=== TEXT TO READ ===
CoL49 (5) Strange words in Jacobean texts [PC 81/82]
Robin Landseadel
robinlandseadel at comcast.net
Thu Jun 18 09:06:34 CDT 2009
Since 1959, we have come to live among flows of data more
vast than anything the world has seen. Demystification is the
order of our day, all the cats are jumping out of all the bags and
even beginning to mingle. We immediately suspect ego
insecurity in people who may still try to hide behind the jargon
of a specialty or pretend to some data base forever "beyond"
the reach of a layman.
Thomas Pynchon: "Is it O.K. to be a Luddite?"
http://www.themodernword.com/Pynchon/pynchon_essays_luddite.html
Oedipa wakes up after a night full of nightmares and strange dreams to
see her exhausted face reflected in the mirror of her Berkeley hotel
room. Her quest for the Trystero leads her to the Lectern Press—"a
small office building on Shattuck Avenue." The Shattuck Ave. outlet
did not have "Plays of Ford, Webster, Tourneur and Wharfinger", so
Oedipa picks up the book from the Lectern Press warehouse in Oakland.
Sure enough, the copy of this collection of Jacobean plays does not
have the "Trystero" line, but it does have a Trystero reference. Note
the footnote—yet another collection of misdirections with a little
personal fillip thrown in:
According only to the Quarto edition (1687). The earlier Folio
has a lead inserted where the closing line should have been.

=== SET TASKS ===
1. Answer these from the post on strange words in Jacobean texts:
(a) How does the post describe the Lectern Press location Oedipa's quest leads her to?
(b) Where does Oedipa pick up the book of Jacobean plays?
(c) According to the footnote, what does the earlier Folio have where the closing line should have been?
2. Please continue the post on strange words in Jacobean texts from where it stops.

(Dataset records)
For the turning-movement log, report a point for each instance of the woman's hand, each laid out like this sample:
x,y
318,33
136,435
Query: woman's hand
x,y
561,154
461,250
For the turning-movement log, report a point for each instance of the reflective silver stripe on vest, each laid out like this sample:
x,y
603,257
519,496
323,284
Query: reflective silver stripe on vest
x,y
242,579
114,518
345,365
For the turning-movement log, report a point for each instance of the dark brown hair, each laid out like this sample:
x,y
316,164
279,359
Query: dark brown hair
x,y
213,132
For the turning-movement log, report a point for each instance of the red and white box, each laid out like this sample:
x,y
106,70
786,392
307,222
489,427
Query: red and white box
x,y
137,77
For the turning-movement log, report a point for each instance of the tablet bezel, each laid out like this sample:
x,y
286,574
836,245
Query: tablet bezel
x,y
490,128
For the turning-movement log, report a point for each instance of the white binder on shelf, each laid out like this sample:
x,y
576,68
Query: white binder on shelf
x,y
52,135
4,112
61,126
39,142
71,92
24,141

=== RESULTS FOR THE EXERCISE ===
1.
(a) As "a small office building on Shattuck Avenue."
(b) At the Lectern Press warehouse in Oakland.
(c) A lead inserted.

2.
D'Amico has suggested that Wharfinger may have made a
libellous comparison involving someone at court, and that the
later 'restoration' was actually the work of the printer, Inigo
Barfstable. The doubtful 'Whitechapel' version (c. 1670) has
This tryst or odious awry, O Niccolo,' which besides bringing in
a quite graceless Alexandrine, is difficult to make sense of
syntactically, unless we accept the rather unorthodox though
persuasive argument of J.-K. Sale that the line is really a pun on
'This trystero dies irae . . . .' This, however, it must be pointed
out, leaves the line nearly as corrupt as before, owing to no
clear meaning for the word trystero, unless it be a pseudo-
Italianate variant on triste (= wretched, depraved). But the
'White-chapel' edition, besides being a fragment, abounds in
such corrupt and probably spurious lines, as we have
mentioned elsewhere, and is hardly to be trusted.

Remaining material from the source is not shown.